- Dataset excerpt -
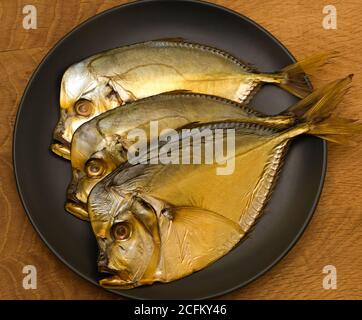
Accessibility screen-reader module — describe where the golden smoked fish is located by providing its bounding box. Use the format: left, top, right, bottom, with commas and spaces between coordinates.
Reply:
88, 77, 362, 289
66, 93, 306, 220
51, 41, 327, 159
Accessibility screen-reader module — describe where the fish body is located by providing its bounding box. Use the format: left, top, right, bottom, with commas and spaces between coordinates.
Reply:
66, 93, 295, 219
51, 41, 326, 159
88, 78, 362, 289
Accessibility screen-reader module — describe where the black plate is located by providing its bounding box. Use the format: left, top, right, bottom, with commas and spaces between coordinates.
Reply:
13, 1, 326, 299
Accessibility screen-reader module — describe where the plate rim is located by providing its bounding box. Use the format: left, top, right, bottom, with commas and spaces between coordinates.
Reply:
12, 0, 328, 300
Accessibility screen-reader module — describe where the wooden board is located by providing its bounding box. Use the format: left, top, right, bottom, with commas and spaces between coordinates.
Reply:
0, 0, 362, 299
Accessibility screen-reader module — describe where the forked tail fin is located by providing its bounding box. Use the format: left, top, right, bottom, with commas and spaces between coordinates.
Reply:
276, 53, 336, 98
292, 75, 362, 144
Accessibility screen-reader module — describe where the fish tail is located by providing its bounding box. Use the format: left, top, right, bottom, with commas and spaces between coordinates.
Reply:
275, 53, 336, 98
299, 75, 362, 144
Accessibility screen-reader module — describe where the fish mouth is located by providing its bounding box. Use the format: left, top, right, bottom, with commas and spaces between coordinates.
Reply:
99, 267, 136, 289
65, 201, 89, 221
50, 137, 70, 160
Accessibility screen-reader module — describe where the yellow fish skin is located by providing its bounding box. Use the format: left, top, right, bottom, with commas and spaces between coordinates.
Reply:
88, 77, 362, 289
66, 93, 296, 220
51, 41, 327, 159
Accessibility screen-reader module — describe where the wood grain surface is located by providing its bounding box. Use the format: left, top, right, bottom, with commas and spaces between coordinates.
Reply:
0, 0, 362, 299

- TASK TO CARRY OUT -
Render every line of the records above as a Markdown table with the columns Row and Line, where Row holds a running number and Line holds the text. Skip blank lines and leave the pictures out.

- TASK RESULT -
| Row | Line |
|---|---|
| 1 | Accessibility screen-reader module — describe where the golden smoked fish is located by providing its bounding box. Use the format: left, top, right, bottom, with commas and spaces between coordinates. |
| 2 | Reply: |
| 3 | 88, 77, 362, 289 |
| 4 | 66, 93, 306, 220 |
| 5 | 51, 41, 327, 159 |
| 6 | Accessibility screen-reader module — describe where the fish body is located by providing its bounding box. Use the format: left, top, right, bottom, with commas and spaces between coordinates. |
| 7 | Reply: |
| 8 | 66, 93, 295, 219 |
| 9 | 51, 41, 326, 159 |
| 10 | 88, 78, 362, 289 |
| 11 | Accessibility screen-reader module — describe where the black plate is located by providing its bounding box. Use the format: left, top, right, bottom, with commas and spaces between coordinates. |
| 12 | Reply: |
| 13 | 13, 1, 326, 299 |
| 14 | Accessibility screen-reader module — describe where the plate rim is located by providing its bounding box. Use the format: left, top, right, bottom, with commas and spaces between coordinates. |
| 15 | Reply: |
| 16 | 12, 0, 328, 300 |
| 17 | Accessibility screen-reader module — describe where the wooden board is located by providing its bounding box. Use the format: left, top, right, bottom, with commas and spaces between coordinates. |
| 18 | Reply: |
| 19 | 0, 0, 362, 299 |
| 20 | Accessibility screen-reader module — describe where the forked tail fin is located by providing its bounding box. Use the format: left, top, right, bottom, with commas and spaces between coordinates. |
| 21 | Reply: |
| 22 | 276, 53, 336, 98 |
| 23 | 292, 75, 362, 144 |
| 24 | Accessibility screen-reader module — describe where the fish tail is located by providing its bounding box. Use the format: left, top, right, bottom, with commas and spaces between coordinates. |
| 25 | Reply: |
| 26 | 275, 53, 336, 98 |
| 27 | 299, 75, 362, 144 |
| 28 | Accessibility screen-reader module — describe where the fish mouth is located by providing its bounding box. Use the format: left, top, right, bottom, with commas and spaces between coordinates. |
| 29 | Reply: |
| 30 | 99, 267, 136, 289 |
| 31 | 65, 201, 89, 221 |
| 32 | 50, 137, 70, 160 |
| 33 | Accessibility screen-reader module — describe where the yellow fish skin is located by providing its bounding box. Use the format: left, top, right, bottom, with commas and spaces between coordinates. |
| 34 | Reply: |
| 35 | 88, 77, 362, 289 |
| 36 | 66, 93, 296, 220 |
| 37 | 51, 41, 327, 159 |
| 38 | Accessibility screen-reader module — describe where the wood grain surface is located by providing its bounding box. Use the format: left, top, right, bottom, with commas and spaces between coordinates. |
| 39 | Reply: |
| 40 | 0, 0, 362, 299 |